== WORK REQUEST ==
Where an entry contains an image, skip the image and print the rest exactly.

─── LISTED RECORDS ───

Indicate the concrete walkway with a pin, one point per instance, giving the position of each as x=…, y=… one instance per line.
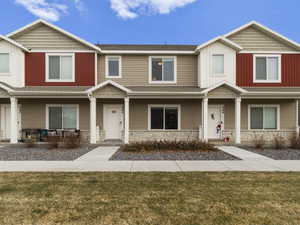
x=242, y=153
x=97, y=161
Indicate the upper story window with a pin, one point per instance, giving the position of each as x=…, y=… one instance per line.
x=162, y=69
x=113, y=67
x=264, y=117
x=218, y=64
x=60, y=68
x=267, y=68
x=4, y=63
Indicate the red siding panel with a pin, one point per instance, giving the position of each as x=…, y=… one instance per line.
x=290, y=71
x=35, y=70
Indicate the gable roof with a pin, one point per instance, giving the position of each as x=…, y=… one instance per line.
x=224, y=83
x=266, y=30
x=52, y=26
x=108, y=82
x=222, y=39
x=13, y=43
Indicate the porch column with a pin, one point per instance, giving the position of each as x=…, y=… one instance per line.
x=205, y=118
x=297, y=117
x=126, y=120
x=93, y=120
x=238, y=120
x=14, y=120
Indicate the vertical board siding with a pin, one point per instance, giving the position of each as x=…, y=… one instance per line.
x=35, y=70
x=290, y=71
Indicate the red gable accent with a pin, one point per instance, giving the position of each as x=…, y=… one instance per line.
x=35, y=70
x=290, y=71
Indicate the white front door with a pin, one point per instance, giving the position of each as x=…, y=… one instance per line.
x=113, y=121
x=215, y=121
x=5, y=121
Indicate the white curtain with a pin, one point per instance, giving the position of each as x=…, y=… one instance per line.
x=218, y=64
x=270, y=118
x=4, y=63
x=66, y=67
x=69, y=117
x=272, y=68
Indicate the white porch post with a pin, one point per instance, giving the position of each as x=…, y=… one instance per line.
x=93, y=120
x=205, y=118
x=126, y=120
x=238, y=120
x=14, y=120
x=297, y=117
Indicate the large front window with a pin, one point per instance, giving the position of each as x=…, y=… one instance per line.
x=267, y=69
x=62, y=116
x=60, y=68
x=162, y=70
x=164, y=117
x=4, y=63
x=264, y=117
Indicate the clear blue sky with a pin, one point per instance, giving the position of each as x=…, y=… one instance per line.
x=194, y=22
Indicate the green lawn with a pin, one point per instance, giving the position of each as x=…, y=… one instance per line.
x=149, y=198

───

== WRITTEN REPLY ==
Indicate the concrete walkway with a pin, one point per instance, giving the position of each as x=…, y=… one instance per line.
x=242, y=153
x=97, y=161
Indicate the upper story window with a pin, one point per instance, giving the position of each as x=…, y=… one instance per line.
x=162, y=69
x=113, y=67
x=264, y=117
x=218, y=64
x=60, y=68
x=267, y=68
x=4, y=63
Indicate the red siding panel with a pin, one point per instance, giving the position of each as x=…, y=… one instance per line.
x=290, y=71
x=35, y=70
Indicate the gable roof with a pin, one point per instance, giving the position of each as x=…, y=… one instance per line.
x=224, y=83
x=266, y=30
x=52, y=26
x=108, y=82
x=222, y=39
x=13, y=43
Indicate the porch column with a pin, one point per instance, giving the position of each as x=…, y=… one instance per line.
x=205, y=118
x=297, y=117
x=126, y=120
x=93, y=120
x=238, y=120
x=14, y=120
Indicate the vertical board siding with a pin, one point per instance, giving the position of each as x=…, y=… one instance per line.
x=35, y=70
x=290, y=71
Indicate the red gable accent with a pin, one point per instance, giving the position of each as x=…, y=… one instance per line.
x=35, y=70
x=290, y=71
Indicate the white front door with a pin, one point per instance, giving the position of each as x=…, y=… one instance per line.
x=113, y=121
x=215, y=121
x=5, y=121
Indicate the white curtain with a pin, one point per instance, giving the position of each as x=…, y=… one instance per line.
x=218, y=64
x=270, y=118
x=4, y=63
x=66, y=67
x=69, y=117
x=272, y=68
Indicate the white porch post with a pin, one point per instance, giving the position of each as x=…, y=… one instance per line.
x=93, y=120
x=205, y=118
x=126, y=120
x=238, y=120
x=14, y=120
x=297, y=117
Indicate the large front window with a pin, one point per instance, giving the position of each as x=…, y=… one instance per line.
x=267, y=69
x=62, y=116
x=60, y=68
x=162, y=70
x=164, y=117
x=4, y=63
x=264, y=117
Indicate the clear blue sky with a pin, one point per instance, giving the position of each as x=…, y=… one instance per line.
x=194, y=22
Indicate the green lawn with a pin, one point per instance, giving the position of each as x=…, y=… one instance per line.
x=149, y=198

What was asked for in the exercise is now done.